Stored entries:
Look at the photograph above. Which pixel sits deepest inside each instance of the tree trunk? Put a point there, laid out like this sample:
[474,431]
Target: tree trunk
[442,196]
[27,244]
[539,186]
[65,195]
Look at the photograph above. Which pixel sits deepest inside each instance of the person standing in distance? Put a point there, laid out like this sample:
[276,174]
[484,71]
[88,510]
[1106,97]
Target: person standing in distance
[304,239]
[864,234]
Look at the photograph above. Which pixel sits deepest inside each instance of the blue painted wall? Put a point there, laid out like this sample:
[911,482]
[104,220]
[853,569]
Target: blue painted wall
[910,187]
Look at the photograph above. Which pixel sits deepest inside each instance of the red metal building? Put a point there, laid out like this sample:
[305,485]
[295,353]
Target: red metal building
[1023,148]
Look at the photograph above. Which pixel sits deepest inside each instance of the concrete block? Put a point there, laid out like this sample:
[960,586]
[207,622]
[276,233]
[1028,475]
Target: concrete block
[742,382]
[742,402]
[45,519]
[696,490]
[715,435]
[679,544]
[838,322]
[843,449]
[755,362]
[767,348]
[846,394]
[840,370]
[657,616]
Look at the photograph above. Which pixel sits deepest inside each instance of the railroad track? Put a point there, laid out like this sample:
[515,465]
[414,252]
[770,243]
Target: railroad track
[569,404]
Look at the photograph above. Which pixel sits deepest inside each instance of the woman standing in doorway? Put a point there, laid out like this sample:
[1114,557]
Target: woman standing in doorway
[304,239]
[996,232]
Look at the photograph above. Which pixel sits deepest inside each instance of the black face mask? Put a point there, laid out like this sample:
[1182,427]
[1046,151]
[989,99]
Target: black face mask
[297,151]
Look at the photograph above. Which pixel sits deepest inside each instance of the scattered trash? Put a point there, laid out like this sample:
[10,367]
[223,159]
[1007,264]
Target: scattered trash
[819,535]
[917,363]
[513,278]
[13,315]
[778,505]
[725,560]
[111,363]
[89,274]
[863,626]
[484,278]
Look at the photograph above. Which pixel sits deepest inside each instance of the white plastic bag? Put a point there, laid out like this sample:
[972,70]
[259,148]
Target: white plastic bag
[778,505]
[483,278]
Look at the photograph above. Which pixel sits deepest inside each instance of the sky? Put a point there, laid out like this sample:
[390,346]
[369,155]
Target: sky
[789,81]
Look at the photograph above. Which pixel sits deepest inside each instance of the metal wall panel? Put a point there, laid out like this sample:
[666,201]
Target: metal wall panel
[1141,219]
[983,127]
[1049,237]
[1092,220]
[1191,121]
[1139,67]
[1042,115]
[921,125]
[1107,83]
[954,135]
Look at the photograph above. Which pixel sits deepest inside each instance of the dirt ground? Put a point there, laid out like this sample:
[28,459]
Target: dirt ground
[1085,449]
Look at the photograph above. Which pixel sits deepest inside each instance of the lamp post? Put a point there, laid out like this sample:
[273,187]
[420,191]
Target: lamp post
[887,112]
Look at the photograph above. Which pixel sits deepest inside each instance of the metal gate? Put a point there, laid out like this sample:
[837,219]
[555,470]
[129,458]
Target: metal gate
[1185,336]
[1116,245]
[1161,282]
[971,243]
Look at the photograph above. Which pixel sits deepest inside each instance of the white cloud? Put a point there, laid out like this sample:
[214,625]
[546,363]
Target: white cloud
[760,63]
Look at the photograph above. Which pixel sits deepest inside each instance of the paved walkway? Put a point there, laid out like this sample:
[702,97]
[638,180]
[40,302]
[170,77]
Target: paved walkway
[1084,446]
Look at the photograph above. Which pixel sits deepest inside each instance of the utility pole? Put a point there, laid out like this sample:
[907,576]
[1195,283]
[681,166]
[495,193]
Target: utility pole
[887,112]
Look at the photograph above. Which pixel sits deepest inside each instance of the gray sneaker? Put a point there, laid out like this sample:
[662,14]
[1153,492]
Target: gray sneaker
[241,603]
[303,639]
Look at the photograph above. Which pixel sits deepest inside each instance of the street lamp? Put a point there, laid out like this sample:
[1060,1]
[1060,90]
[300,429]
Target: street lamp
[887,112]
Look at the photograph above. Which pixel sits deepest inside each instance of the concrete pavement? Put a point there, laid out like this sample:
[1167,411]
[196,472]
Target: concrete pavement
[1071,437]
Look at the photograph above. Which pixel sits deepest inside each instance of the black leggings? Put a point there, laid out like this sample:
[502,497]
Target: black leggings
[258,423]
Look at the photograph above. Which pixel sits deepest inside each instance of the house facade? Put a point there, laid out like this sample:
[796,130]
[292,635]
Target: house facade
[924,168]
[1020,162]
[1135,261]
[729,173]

■ **Work to be completed**:
Reproduce every line above without error.

■ **Response area**:
Look at the photograph above. Which pixel sits deepest inside each instance of the tree trunk? Put a point there, laid out like this sample:
[474,431]
Target: tree trunk
[442,196]
[27,244]
[539,186]
[65,195]
Look at the photograph above. Which pixel sits deepest inside each instance of the person standing in distance? Put a point there, laid out like this sample:
[276,174]
[484,71]
[88,510]
[1106,97]
Target: person standing in distance
[304,239]
[864,234]
Look at the photograph above. Which pixel sits deepest inside each instance of the blue painted wall? Put a point there, laid out like this sample:
[911,482]
[104,220]
[853,569]
Target: blue painted wall
[910,187]
Look at the photograph above. Which pixel sits deepest inside each instance of the red metal building? Put a point there, laid out like this sample:
[305,485]
[295,353]
Target: red metal building
[1023,148]
Look at the photograph above. Which pixel sits deepest inside each instance of the concrete block? Put a point there, laid out like this sample:
[960,586]
[207,622]
[276,233]
[1028,475]
Target: concrete block
[742,382]
[742,402]
[45,519]
[696,490]
[715,435]
[679,544]
[838,322]
[843,449]
[755,362]
[767,348]
[846,394]
[840,370]
[657,616]
Look at the photograph above. Which pixel sits deepest inside each instance of the railroad track? Put a point there, laid out like this sample:
[515,465]
[414,252]
[770,243]
Target: railroad track
[569,404]
Look at the photograph above. Which pixel sits deepest inside each instance of the woman standing in doorway? Put a point there, laid out like this sample:
[1114,557]
Target: woman standing in doorway
[304,239]
[996,232]
Look at the photograph above. Which pixel sits deepest inside each instance of the black face mask? Put a point there, laid out like this sample:
[1182,427]
[1046,151]
[989,99]
Target: black face mask
[297,151]
Look at the photograph above. Which pixel sits deepest inside each instance of the scattered trash? Put a point there, laid out like this sample:
[10,367]
[223,159]
[1007,264]
Target: scattered trash
[819,535]
[917,363]
[513,278]
[13,315]
[778,505]
[725,560]
[111,363]
[89,274]
[863,626]
[484,278]
Look at the photograph above. Which pixel sits deepest inside each instance of the white plastic bag? Put a point there, laid out like this sample:
[972,70]
[259,148]
Target: white plastic bag
[778,505]
[483,278]
Look at the photograph above. Which pixel sits deepest inside each instance of the sky? Put a point there, laid out like this sample:
[390,346]
[369,155]
Target: sky
[789,81]
Look at the photograph above. Which pixel sits deepest inside each instance of the metal wall panel? Put a point there, laid out like this sample:
[666,201]
Target: metal wall panel
[1141,219]
[983,127]
[1049,237]
[1092,220]
[1191,121]
[1139,67]
[1042,115]
[921,125]
[1107,83]
[954,135]
Look at the photograph above. Which pixel sits deepest inside each instance of the dirt ground? Put a point there, laid out like this sample:
[28,459]
Target: dirt ground
[1085,449]
Look at the photograph above. Which pixel sits deepest inside each instance of the lamp post? Put a point there, laid out like this sample:
[273,187]
[420,191]
Target: lamp post
[887,112]
Look at the photograph above. Which pixel sits deepest inside each instance of the metal gate? Put a point there, laid out like this sample:
[837,219]
[555,470]
[129,458]
Target: metal gate
[1185,336]
[1116,245]
[1161,282]
[971,243]
Look at the photograph above. Which pixel sits deepest inside each instance of the white cloud? Put a point there, laid out like this sample:
[214,625]
[546,363]
Target: white cloud
[760,63]
Look at the photograph above. Which pixel sits deepest inside each instance of the paved walkway? Put a point there, laid out like this sample:
[702,97]
[638,180]
[40,302]
[170,77]
Target: paved walkway
[1084,446]
Look at the photograph above. Which pixel sits deepest inside each instance of the utility pole? Put a point there, laid out like this sample:
[907,576]
[1195,283]
[681,166]
[495,193]
Target: utility pole
[887,112]
Look at the photograph above. Which pixel sits deepest inside each instance of the gray sneaker? Put a point there, laid out like this sample:
[662,14]
[1153,492]
Target: gray sneaker
[241,603]
[303,639]
Look at the photograph above. Which pixel sits deepest inside each instance of the street lamp? Put a point there, laid out like this sample:
[1060,1]
[1060,90]
[300,429]
Target: street lamp
[887,112]
Look at the photograph above. Which pixel sits deepest inside each instance of the concrete pavement? Put a point there, laid out like this sample:
[1167,411]
[196,472]
Target: concrete pavement
[1071,437]
Look at the photograph above. Which pixel sits deepest inside each instance of the black leggings? Put a point there, laid out like this sample:
[502,497]
Target: black leggings
[258,423]
Look at the photograph above. Which pixel sits deepest inside each instance of the house facade? Put a point there, laid out like this sample:
[796,130]
[292,635]
Target: house facade
[924,168]
[1020,162]
[1135,261]
[729,173]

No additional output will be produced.